(Pointing dataset data)
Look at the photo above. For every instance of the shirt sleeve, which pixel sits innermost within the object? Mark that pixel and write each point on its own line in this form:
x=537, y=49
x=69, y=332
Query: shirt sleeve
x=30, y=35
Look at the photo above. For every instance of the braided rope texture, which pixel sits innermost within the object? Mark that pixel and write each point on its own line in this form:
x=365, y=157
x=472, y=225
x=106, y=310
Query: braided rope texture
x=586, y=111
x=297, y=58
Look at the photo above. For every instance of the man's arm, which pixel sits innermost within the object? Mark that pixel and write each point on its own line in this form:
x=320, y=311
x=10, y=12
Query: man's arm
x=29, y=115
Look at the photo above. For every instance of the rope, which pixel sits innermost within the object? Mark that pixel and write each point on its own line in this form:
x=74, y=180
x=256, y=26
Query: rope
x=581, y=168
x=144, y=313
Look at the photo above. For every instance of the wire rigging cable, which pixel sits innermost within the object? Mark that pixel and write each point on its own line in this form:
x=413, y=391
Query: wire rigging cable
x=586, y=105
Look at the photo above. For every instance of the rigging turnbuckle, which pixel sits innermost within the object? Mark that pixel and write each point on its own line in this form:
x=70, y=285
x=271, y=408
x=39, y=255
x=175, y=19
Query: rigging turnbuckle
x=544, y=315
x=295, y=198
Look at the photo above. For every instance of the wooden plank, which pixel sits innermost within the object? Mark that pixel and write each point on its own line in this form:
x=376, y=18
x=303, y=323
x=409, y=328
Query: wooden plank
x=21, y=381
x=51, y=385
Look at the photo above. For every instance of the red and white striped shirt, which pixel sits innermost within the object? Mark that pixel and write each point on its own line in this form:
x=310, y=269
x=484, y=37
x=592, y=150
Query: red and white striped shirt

_Task details_
Render every line of the data above as a Markdown table with a "Row" column for the row number and a "Text" column for the line, leaving out any blank lines.

_Solution to this problem_
| Row | Text |
|---|---|
| 1 | Look at the photo above. For every instance of the shirt sleeve, which pixel sits innermost within the object? Mark that pixel and write each point on its own line in this form: |
| 2 | x=537, y=49 |
| 3 | x=69, y=332 |
| 4 | Query: shirt sleeve |
| 5 | x=30, y=35 |
| 6 | Look at the photo above. For every instance of the braided rope texture, which pixel sits innermost within the object? Mark that pixel and write each point on its own line in this form: |
| 7 | x=365, y=157 |
| 8 | x=472, y=225 |
| 9 | x=106, y=310 |
| 10 | Query: braided rope texture |
| 11 | x=586, y=111 |
| 12 | x=297, y=58 |
| 13 | Look at the photo above. For every instance of the man's arm, which pixel sits innermost within the object? Mark that pixel and write each point on its own line in this form: |
| 14 | x=320, y=311 |
| 15 | x=10, y=12 |
| 16 | Query: man's arm |
| 17 | x=29, y=115 |
| 18 | Look at the photo above. For every instance of the rope, which pixel sits innermost within the object? Mark that pixel and write each point on its own line in this form: |
| 19 | x=74, y=180 |
| 20 | x=256, y=26 |
| 21 | Query: rope |
| 22 | x=581, y=168 |
| 23 | x=144, y=313 |
| 24 | Look at the photo above. For every instance of the wire rigging cable, which pixel sits innermost within the object? Mark that pixel and write each point on its own line in this form: |
| 25 | x=413, y=391 |
| 26 | Query: wire rigging cable |
| 27 | x=586, y=105 |
| 28 | Look at the photo above. For every instance of the rigging turnbuckle, which pixel sits innermost within the object? Mark that pixel and write each point on its own line in this form: |
| 29 | x=70, y=285 |
| 30 | x=271, y=408 |
| 31 | x=39, y=255 |
| 32 | x=175, y=19 |
| 33 | Query: rigging turnbuckle |
| 34 | x=544, y=315 |
| 35 | x=295, y=198 |
| 36 | Look at the photo above. For every instance of the wooden plank, which pixel sits innermost within the object? Mark that pixel and write each point on its own line in this form: |
| 37 | x=376, y=18 |
| 38 | x=303, y=323 |
| 39 | x=409, y=328 |
| 40 | Query: wooden plank |
| 41 | x=21, y=381 |
| 42 | x=51, y=385 |
| 43 | Look at the photo above. For every instance of the red and white striped shirt, which pixel sits innermost within the object? Mark that pixel and write each point on its own line in this form: |
| 44 | x=310, y=269 |
| 45 | x=484, y=37 |
| 46 | x=592, y=150 |
| 47 | Query: red and white striped shirt |